Start of Source information
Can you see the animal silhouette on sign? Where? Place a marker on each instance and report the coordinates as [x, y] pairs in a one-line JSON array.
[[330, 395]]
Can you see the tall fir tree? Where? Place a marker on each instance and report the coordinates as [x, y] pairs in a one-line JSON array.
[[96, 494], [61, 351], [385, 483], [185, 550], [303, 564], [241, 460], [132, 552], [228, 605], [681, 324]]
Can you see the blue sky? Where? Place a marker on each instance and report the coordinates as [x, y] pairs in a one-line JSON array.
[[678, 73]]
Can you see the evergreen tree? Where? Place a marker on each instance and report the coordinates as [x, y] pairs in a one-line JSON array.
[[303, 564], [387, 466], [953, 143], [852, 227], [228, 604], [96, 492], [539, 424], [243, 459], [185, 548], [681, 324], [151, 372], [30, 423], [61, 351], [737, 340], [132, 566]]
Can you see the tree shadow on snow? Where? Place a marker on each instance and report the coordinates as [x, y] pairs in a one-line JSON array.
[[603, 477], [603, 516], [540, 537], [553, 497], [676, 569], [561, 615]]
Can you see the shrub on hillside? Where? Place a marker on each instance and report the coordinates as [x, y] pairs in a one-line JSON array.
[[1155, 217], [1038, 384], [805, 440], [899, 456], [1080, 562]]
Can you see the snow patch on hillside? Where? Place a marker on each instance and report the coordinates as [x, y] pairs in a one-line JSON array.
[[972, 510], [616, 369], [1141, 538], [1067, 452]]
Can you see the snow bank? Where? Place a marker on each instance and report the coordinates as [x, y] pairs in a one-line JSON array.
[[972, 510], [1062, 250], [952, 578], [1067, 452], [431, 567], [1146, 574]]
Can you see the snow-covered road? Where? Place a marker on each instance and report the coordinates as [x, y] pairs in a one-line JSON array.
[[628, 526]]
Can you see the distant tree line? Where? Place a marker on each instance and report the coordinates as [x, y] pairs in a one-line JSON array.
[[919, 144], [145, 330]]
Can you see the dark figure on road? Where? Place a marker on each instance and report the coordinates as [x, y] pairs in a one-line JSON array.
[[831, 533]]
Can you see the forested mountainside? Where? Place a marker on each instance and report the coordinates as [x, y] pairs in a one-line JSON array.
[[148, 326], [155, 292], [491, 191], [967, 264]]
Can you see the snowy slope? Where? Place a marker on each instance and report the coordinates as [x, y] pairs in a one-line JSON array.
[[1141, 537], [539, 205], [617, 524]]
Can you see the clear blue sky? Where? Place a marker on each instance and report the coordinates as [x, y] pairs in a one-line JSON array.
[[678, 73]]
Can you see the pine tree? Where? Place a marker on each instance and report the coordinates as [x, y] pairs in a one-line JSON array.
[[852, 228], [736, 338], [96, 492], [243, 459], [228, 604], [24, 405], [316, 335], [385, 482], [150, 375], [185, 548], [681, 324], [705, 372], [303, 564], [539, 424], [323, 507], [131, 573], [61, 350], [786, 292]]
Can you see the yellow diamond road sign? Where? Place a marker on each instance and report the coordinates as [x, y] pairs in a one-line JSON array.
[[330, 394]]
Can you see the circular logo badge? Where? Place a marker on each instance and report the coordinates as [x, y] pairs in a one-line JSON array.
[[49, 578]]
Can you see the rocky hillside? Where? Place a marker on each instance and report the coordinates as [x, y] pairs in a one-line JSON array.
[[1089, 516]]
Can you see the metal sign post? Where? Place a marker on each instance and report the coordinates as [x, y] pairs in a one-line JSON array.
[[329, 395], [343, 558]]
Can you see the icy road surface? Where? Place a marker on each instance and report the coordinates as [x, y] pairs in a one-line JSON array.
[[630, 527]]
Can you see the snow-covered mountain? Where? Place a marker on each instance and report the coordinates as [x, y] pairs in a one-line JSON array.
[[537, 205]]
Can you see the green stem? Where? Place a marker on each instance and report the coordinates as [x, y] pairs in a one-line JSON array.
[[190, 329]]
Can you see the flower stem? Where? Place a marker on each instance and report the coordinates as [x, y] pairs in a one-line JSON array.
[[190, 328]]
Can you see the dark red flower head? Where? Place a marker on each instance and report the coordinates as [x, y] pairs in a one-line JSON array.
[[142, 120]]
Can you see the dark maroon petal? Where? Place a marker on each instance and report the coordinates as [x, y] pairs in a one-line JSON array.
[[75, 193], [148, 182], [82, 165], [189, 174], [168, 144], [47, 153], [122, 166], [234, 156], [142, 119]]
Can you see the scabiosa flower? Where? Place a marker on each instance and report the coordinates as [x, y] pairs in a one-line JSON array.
End of Source information
--- Problem statement ---
Set down the data in full, word for word.

--- Response to the task ---
Can you see the animal silhouette on sign? Where? Place a marker on each instance and report the coordinates as [x, y] pairs in a one-line JSON array.
[[330, 395]]
Can you see the tall fir tree? Where? Place a marker on each instance and report the coordinates as [x, y] pairs in a one-line JSON array.
[[96, 494], [61, 351], [385, 483], [185, 550], [303, 564], [241, 460], [132, 552], [228, 605], [681, 324]]
Can you see the blue sky? Where? Place a marker on each instance and report the coordinates as [x, y] pairs in a one-line JSON array.
[[678, 73]]
Can you see the evergreen tree? Where? Place a marker on each instance and report the coordinates as [x, y] pairs in a one-line JSON array.
[[303, 564], [387, 466], [953, 143], [852, 227], [228, 604], [96, 492], [539, 424], [243, 459], [185, 548], [681, 324], [151, 372], [30, 423], [61, 351], [737, 340], [132, 566]]
Can you see the tree shadow on snow? Where? Place a marker on each instance and report the coordinates as [x, y] pairs in a one-line JSON array.
[[603, 477], [603, 516], [540, 537], [553, 497], [676, 569], [561, 615]]
Can you see the shrub on hillside? Where? Place a marker on each instance and report the coordinates as [x, y] pairs in a one-line JSON array.
[[1155, 217], [1038, 384], [805, 440], [899, 456], [1080, 562]]
Can you see the snow patch on hillside? Where? Place a marker on each instance and report the coordinates as [x, y] pairs in a one-line JSON array.
[[972, 510], [616, 369], [1141, 538], [1067, 452]]
Can you see the snow bank? Where? Place a marker on each instance and report the coordinates as [x, y] pairs in a one-line JSON array.
[[972, 510], [1062, 250], [952, 578], [1067, 452], [431, 567], [1146, 574]]
Can you see the snow-covered road? Where? Place a marker on each instance and report the coordinates as [x, y] pairs in a one-line JSON array.
[[628, 526]]
Can you see the distant tree line? Where? Place a marker on each instance and report the coordinates as [x, y] pairs in a one-line JSON array.
[[919, 144], [145, 330]]
Can you see the dark figure on road? Where? Place a marker on each instance and report the coordinates as [x, y] pairs in a one-line JSON array.
[[831, 533]]
Can you see the forested mountainside? Where? Place a marker on each instance and report the coordinates as [x, y] pairs in a one-line JSON array.
[[148, 326], [155, 292], [491, 191], [967, 264]]
Can you see the snowy slope? Where? Place a marker on each instance and report the coordinates as [x, y] pairs in a one-line JSON array.
[[1141, 537], [539, 205], [617, 524]]
Can you see the clear blue sky? Where? Place a marker on each instance and report the coordinates as [x, y] pairs in a one-line JSON array.
[[678, 73]]
Can you see the pine tree? Where? Place a marker on each instance and report the coordinates as [x, y] pairs in a one-line JSON array.
[[852, 228], [736, 338], [96, 492], [243, 459], [228, 604], [24, 405], [316, 335], [385, 482], [150, 375], [185, 548], [681, 324], [705, 372], [303, 564], [539, 424], [323, 507], [131, 573], [61, 350], [786, 292]]
Can you see the yellow diamond road sign? Where? Place a marker on each instance and report the coordinates as [x, y] pairs in a one-line JSON array.
[[330, 394]]
Can you see the circular logo badge? Where? Place a marker on each instance and report the coordinates as [x, y] pairs in a one-line JSON array.
[[49, 578]]
Can you see the rocky hillside? Where? Place a marker on each instance and report the coordinates as [x, y] pairs in a one-line JSON array.
[[1089, 516]]
Can you see the metal sign post? Where? Place a marker on each instance and report the coordinates as [x, y] pairs in a one-line JSON array.
[[329, 395], [343, 558]]
Can you see the icy road surface? Where? Place a marker on each instance and report the coordinates as [x, y] pairs in a one-line JSON array.
[[630, 527]]
Can you see the snow-covered mountain? Where? Place a marker on each instance and report the coordinates as [x, y] pairs in a one-line JSON array.
[[537, 205]]
Can you see the green stem? Where? Place a marker on each instance and report the coordinates as [x, y] pairs in a one-line JSON array.
[[190, 329]]
Can you see the flower stem? Where? Place a marker on each instance and report the coordinates as [x, y] pairs in a one-line JSON array.
[[190, 328]]
Can you see the dark red flower head? Where? Place a marker on each instance and report the coordinates as [x, y] pairs in a one-line JSON array.
[[142, 120]]
Can you see the dark maroon petal? Where? Place a marker on each instance and report the coordinates as [x, y] pairs in a one-line JSON array.
[[75, 193], [148, 182], [82, 165], [189, 174], [168, 144], [47, 153], [122, 166], [234, 156], [142, 119]]
Can you see the scabiosa flower? Where? Place a marker on each instance and report the coordinates as [x, y] pairs in a one-line JSON array.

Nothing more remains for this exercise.